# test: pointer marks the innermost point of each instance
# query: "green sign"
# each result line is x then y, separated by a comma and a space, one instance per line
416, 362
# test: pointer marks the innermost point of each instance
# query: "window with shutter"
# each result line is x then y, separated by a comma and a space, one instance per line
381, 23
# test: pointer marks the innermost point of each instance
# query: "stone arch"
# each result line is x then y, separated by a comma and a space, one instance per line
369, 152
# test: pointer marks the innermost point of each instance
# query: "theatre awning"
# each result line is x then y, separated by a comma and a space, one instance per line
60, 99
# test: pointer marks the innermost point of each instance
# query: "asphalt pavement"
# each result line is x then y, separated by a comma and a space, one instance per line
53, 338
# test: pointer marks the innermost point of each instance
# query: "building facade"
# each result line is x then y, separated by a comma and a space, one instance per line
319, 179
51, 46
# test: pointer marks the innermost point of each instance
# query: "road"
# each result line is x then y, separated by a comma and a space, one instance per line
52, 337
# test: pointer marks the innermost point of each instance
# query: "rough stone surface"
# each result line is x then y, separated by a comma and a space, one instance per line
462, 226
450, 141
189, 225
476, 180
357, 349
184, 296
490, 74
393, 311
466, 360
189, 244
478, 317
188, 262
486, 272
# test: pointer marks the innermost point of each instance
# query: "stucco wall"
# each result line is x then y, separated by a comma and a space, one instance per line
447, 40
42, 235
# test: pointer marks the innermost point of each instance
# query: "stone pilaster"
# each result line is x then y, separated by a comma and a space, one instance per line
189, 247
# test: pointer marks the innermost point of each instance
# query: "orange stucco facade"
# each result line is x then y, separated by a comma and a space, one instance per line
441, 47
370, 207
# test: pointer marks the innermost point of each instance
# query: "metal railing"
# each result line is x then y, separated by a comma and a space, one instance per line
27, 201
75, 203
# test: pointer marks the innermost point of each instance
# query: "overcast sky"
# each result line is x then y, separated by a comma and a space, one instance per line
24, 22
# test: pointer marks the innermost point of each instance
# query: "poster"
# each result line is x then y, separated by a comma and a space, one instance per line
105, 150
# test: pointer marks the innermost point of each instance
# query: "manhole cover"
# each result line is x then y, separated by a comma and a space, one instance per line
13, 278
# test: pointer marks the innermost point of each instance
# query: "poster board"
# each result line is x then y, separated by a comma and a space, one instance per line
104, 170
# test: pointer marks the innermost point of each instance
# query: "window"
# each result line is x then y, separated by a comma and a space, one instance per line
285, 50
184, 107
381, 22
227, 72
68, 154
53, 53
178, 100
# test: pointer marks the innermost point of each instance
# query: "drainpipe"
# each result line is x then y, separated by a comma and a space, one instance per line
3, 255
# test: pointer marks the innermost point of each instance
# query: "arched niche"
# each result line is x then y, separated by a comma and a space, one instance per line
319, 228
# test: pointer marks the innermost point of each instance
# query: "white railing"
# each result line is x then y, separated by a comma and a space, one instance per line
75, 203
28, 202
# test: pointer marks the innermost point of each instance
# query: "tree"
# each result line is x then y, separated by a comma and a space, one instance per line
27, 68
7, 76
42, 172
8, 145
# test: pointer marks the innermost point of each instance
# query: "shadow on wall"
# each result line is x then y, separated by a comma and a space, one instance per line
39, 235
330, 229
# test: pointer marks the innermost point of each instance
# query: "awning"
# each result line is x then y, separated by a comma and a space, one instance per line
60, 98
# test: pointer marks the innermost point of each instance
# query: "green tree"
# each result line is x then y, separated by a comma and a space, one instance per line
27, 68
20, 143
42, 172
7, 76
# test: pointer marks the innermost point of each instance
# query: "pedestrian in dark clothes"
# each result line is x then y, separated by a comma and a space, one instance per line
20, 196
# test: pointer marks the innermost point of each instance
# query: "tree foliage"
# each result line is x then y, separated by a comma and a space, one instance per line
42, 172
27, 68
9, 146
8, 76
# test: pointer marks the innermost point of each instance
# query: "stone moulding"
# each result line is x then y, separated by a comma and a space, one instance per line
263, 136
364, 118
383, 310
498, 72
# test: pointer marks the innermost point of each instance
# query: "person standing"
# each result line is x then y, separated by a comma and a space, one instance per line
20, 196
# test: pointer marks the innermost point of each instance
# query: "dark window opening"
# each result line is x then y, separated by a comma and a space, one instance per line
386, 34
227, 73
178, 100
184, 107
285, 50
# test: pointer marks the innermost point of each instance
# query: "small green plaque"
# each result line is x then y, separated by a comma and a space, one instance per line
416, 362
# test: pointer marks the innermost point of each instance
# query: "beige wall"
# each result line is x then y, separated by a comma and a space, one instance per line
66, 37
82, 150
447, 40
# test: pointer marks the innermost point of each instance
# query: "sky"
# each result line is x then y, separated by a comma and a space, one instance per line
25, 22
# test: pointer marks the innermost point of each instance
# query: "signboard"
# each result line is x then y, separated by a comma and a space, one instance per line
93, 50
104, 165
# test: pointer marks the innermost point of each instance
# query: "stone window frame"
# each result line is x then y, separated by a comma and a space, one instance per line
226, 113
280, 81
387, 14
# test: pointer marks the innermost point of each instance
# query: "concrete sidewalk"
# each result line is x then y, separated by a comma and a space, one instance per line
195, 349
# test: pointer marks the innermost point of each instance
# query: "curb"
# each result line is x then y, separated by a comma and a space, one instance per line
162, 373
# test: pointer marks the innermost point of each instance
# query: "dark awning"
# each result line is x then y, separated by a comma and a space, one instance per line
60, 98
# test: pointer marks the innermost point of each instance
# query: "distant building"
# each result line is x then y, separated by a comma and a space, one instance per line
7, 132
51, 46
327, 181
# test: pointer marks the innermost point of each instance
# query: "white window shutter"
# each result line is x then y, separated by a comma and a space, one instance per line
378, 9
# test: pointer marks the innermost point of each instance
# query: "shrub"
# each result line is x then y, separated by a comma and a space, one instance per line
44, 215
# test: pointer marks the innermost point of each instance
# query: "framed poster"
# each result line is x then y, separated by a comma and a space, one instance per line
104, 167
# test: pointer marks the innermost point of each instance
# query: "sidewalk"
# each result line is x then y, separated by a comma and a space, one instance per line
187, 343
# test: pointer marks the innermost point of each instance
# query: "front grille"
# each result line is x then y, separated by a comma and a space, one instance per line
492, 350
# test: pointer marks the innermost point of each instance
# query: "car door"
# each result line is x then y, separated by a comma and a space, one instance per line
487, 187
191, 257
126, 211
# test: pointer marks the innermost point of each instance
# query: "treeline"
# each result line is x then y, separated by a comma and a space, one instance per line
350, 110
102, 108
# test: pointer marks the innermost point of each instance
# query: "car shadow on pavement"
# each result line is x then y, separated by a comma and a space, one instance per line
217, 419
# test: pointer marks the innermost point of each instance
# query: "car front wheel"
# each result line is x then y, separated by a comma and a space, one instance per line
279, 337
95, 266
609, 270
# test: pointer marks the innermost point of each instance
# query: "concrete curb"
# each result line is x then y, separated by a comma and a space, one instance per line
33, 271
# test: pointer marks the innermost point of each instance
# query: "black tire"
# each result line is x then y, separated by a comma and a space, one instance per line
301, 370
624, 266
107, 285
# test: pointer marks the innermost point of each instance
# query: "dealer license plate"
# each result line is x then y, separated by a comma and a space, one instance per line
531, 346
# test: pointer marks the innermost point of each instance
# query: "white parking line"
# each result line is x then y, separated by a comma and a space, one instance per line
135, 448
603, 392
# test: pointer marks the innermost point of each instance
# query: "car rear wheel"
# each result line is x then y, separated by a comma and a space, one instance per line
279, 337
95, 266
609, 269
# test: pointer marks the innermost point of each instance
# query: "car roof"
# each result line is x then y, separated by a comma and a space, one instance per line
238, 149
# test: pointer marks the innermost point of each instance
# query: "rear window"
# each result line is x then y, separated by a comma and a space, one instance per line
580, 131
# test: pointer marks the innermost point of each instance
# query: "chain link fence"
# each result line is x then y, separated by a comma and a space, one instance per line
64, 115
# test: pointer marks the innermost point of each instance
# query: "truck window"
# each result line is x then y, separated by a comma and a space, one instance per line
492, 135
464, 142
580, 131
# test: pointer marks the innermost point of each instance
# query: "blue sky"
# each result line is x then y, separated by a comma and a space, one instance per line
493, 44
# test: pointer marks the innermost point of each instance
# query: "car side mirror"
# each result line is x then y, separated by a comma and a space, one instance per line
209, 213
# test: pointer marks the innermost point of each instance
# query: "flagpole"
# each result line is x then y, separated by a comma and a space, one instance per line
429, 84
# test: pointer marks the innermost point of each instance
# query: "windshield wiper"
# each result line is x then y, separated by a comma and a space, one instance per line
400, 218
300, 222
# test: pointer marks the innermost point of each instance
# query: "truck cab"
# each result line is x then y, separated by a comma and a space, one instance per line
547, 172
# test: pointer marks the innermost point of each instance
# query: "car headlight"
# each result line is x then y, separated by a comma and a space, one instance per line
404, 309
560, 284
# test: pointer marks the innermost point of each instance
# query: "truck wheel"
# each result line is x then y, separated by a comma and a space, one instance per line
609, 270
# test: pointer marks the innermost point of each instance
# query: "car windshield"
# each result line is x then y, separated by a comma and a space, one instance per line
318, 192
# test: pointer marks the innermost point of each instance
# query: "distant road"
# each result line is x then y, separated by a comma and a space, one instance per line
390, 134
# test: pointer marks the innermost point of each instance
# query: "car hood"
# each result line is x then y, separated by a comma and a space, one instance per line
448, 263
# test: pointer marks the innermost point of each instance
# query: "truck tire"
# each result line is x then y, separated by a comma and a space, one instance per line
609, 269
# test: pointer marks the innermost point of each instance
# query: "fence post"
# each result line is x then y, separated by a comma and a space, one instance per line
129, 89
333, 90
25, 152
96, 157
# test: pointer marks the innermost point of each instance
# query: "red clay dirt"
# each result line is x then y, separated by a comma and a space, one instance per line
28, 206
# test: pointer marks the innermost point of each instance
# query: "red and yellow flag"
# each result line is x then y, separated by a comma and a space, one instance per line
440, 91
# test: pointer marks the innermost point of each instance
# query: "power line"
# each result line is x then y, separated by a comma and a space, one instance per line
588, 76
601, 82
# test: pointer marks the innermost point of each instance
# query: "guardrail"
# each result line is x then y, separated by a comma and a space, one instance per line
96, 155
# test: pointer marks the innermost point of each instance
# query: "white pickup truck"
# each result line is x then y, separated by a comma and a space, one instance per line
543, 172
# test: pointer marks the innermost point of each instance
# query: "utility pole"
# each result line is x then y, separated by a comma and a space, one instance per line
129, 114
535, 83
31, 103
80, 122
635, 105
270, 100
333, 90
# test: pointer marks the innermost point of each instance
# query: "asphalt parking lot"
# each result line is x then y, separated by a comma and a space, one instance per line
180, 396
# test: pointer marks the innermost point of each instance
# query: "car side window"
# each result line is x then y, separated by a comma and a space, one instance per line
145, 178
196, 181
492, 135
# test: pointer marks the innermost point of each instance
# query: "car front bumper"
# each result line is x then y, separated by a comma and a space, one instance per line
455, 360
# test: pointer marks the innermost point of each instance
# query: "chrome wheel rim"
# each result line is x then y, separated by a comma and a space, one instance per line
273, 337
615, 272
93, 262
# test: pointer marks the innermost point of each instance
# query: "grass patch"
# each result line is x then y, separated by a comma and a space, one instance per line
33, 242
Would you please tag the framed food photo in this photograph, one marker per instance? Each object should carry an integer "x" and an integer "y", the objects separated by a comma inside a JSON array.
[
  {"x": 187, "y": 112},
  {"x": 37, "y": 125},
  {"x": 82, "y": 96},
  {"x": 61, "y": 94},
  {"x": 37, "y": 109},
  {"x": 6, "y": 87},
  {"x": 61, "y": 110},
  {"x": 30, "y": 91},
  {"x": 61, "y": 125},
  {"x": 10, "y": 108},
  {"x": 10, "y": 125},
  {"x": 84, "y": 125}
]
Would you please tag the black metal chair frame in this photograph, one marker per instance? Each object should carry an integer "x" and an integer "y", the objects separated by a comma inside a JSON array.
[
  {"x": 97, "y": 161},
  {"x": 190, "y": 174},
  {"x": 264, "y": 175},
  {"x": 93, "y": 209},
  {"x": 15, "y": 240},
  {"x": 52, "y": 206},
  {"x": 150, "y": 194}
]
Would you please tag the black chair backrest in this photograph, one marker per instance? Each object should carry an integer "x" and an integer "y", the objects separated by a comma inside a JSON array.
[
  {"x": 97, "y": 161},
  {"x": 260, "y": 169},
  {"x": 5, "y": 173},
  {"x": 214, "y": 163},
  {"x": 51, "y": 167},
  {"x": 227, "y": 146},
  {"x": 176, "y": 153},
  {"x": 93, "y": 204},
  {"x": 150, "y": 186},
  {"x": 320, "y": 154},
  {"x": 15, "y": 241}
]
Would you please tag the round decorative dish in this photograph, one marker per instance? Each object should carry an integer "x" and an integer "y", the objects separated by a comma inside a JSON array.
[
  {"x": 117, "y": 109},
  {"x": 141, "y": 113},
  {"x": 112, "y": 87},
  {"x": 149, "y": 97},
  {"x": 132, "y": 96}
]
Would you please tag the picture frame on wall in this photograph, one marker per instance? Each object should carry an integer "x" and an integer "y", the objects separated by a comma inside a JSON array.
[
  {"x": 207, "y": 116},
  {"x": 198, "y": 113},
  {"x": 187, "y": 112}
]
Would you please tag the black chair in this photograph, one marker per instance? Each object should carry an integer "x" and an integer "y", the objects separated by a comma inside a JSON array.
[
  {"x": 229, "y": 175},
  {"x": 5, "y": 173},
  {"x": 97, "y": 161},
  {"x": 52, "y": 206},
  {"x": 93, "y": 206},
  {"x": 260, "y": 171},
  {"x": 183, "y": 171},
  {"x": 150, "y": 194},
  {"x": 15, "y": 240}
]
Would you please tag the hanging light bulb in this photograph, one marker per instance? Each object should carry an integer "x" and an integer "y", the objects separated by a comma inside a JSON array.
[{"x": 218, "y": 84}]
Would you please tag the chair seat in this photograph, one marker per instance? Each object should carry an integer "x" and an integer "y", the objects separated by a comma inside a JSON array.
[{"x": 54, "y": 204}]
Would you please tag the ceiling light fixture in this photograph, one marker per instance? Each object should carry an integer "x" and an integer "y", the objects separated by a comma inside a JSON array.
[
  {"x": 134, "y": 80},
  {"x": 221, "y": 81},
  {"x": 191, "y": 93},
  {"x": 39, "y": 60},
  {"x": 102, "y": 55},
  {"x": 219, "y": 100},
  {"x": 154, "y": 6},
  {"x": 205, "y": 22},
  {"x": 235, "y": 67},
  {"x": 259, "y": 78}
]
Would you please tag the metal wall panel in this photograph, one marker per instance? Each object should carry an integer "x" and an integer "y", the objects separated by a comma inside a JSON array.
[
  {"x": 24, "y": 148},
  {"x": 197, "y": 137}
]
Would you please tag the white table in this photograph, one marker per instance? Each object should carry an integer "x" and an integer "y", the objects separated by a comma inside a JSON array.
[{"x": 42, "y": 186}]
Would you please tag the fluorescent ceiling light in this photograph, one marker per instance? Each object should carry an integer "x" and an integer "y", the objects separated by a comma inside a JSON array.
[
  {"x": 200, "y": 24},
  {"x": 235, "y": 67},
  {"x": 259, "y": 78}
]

* _Assignment_: The answer must be every line of the records that holds the string "shadow".

* _Exercise solution_:
# query: "shadow on wall"
# query: "car shadow on pavement"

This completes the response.